▽
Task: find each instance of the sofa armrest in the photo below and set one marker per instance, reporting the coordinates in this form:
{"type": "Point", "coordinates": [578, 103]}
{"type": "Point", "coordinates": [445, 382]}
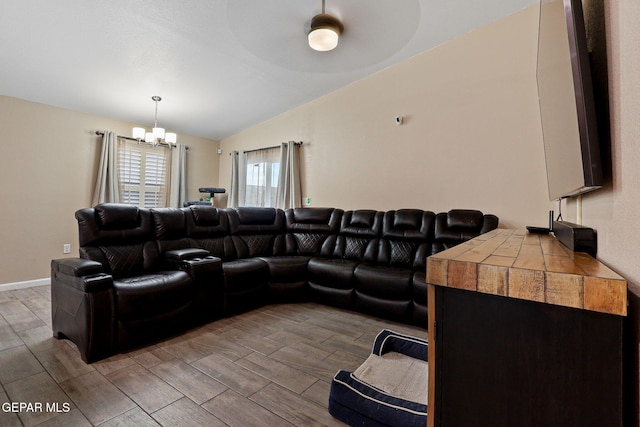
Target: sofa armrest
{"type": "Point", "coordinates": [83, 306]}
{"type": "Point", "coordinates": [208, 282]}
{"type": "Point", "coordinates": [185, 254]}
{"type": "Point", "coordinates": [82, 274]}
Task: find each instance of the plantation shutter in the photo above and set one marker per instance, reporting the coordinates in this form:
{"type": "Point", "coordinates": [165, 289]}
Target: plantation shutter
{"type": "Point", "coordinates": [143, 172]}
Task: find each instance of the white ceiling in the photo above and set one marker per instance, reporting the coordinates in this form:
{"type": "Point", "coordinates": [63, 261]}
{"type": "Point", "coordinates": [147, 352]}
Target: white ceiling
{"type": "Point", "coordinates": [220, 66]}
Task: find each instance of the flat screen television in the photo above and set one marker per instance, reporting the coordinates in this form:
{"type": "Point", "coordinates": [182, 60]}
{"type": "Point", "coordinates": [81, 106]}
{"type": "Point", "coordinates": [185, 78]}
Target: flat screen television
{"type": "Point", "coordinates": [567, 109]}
△
▽
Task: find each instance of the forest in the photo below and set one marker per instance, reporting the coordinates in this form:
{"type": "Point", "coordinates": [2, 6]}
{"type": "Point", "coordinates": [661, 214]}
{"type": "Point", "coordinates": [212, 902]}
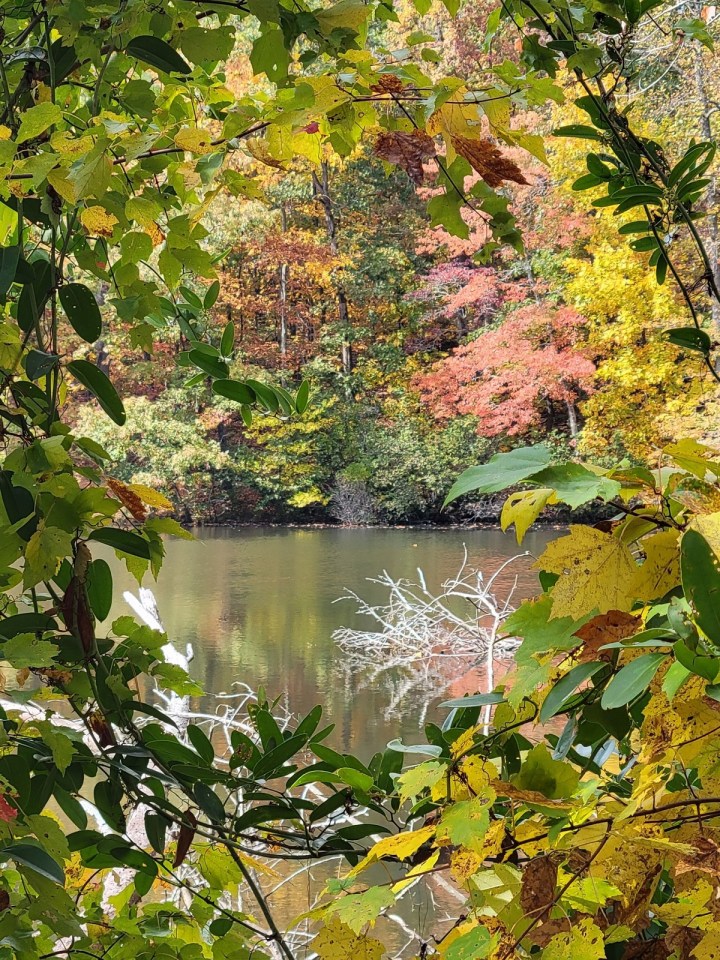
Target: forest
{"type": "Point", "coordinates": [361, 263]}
△
▽
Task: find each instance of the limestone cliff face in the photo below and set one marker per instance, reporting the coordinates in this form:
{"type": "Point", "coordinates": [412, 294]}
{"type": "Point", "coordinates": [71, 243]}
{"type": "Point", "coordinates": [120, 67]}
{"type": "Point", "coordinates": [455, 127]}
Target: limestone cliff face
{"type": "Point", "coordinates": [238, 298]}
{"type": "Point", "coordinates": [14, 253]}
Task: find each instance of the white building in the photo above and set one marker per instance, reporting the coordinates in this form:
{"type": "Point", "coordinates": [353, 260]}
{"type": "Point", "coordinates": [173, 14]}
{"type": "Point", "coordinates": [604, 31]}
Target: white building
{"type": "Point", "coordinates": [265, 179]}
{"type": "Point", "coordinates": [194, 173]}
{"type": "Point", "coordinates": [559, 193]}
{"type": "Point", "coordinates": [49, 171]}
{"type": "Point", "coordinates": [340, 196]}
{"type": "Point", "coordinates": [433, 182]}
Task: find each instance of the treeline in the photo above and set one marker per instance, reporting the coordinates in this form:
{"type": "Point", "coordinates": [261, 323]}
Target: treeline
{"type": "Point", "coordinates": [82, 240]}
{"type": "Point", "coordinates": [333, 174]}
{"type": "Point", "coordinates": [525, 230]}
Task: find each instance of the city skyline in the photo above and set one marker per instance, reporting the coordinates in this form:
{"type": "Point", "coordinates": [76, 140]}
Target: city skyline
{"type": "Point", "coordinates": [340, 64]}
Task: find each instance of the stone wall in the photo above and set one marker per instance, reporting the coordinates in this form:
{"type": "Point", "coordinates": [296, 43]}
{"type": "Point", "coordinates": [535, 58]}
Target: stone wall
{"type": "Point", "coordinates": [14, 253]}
△
Stated exercise:
Please copy out everything in the entries from the line containing "Task: find each instance of the sofa" down to the line containing "Target: sofa armrest", keeping both of those lines and the text unchanged. Leave the pictures out of your answer.

Output below:
Task: find each instance of the sofa armrest in the photo below and set one marker per instance, reporting the coordinates in this form:
{"type": "Point", "coordinates": [578, 103]}
{"type": "Point", "coordinates": [445, 382]}
Target: sofa armrest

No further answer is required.